Your instructions :: Please return, word for word, the stretch of the records below from the line containing "fabric strap in the photo above." through the line containing "pixel 213 486", including both of those lines and nothing else.

Input data ::
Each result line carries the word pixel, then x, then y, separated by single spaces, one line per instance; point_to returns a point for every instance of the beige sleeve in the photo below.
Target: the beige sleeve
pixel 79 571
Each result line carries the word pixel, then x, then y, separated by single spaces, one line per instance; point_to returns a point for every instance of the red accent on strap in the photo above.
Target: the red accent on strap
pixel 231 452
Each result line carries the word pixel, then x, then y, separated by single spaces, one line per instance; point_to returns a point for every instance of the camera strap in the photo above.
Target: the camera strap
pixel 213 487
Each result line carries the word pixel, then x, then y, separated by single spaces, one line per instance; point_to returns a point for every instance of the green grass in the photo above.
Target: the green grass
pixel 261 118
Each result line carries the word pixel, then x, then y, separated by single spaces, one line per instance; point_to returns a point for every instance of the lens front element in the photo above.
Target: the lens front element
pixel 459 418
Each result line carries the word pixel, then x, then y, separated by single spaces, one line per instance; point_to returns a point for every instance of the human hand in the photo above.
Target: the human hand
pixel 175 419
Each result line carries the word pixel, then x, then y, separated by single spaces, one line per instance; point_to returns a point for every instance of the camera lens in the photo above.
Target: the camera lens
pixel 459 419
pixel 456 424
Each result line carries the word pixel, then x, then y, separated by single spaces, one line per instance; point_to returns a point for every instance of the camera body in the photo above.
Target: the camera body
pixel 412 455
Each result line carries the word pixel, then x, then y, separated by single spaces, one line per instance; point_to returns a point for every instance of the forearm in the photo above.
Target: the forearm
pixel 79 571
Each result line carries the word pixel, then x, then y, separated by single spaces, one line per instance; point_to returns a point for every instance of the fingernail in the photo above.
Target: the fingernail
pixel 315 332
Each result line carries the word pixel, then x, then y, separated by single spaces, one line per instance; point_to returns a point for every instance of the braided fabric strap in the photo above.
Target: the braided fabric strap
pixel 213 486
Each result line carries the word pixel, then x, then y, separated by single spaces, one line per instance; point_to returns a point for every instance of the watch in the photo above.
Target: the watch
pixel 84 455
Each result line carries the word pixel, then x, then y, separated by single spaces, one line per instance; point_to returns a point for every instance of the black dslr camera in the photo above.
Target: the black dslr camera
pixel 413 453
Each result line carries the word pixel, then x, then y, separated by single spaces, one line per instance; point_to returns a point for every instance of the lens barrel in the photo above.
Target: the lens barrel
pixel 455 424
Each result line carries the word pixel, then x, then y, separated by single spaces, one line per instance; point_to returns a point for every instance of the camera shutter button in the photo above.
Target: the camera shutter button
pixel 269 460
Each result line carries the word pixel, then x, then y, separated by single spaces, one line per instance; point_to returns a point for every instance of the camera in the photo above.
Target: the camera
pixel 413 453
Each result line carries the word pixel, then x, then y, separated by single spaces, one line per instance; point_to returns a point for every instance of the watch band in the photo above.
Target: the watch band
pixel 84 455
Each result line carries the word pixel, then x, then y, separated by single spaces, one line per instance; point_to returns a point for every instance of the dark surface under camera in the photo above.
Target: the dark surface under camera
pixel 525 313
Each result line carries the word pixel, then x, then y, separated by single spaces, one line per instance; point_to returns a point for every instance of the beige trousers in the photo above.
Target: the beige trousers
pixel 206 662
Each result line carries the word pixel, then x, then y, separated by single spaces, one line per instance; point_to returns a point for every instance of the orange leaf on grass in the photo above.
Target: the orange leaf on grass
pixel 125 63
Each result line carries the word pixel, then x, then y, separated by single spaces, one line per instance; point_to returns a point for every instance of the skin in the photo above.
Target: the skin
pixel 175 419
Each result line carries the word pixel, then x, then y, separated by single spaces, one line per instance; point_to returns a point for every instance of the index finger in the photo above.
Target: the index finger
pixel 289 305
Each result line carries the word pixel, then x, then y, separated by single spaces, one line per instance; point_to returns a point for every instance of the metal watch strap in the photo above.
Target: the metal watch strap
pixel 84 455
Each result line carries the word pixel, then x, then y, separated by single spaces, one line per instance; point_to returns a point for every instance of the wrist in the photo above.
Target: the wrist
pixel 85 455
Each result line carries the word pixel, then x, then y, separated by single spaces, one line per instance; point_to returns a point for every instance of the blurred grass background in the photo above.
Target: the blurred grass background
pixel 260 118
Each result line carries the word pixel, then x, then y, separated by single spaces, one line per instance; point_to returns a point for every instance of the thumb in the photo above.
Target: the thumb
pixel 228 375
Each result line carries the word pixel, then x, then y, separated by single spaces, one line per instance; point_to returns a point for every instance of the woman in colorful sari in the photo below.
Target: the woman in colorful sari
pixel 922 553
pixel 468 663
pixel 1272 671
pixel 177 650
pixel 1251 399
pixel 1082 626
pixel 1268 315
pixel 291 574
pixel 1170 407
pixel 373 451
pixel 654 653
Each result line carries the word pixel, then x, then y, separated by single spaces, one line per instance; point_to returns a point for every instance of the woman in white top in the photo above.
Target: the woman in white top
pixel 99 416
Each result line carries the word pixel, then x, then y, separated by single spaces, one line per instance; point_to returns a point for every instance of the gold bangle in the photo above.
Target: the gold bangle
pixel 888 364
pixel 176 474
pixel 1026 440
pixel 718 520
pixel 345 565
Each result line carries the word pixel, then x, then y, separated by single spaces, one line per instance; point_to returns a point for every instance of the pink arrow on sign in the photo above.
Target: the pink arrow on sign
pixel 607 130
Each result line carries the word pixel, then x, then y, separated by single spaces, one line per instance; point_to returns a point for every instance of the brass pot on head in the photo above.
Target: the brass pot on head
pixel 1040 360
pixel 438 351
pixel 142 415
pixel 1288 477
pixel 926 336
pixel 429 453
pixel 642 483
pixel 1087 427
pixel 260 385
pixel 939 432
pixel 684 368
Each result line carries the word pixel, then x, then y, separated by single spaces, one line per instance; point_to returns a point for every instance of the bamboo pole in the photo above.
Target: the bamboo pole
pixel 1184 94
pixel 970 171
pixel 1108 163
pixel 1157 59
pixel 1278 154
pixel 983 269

In response ::
Each result line carries the word pixel, then x, then y, separated by single spaces, one line per instance; point_to returns a point for every instance of the braided fabric strap in the photo above.
Target: the braided fabric strap
pixel 213 486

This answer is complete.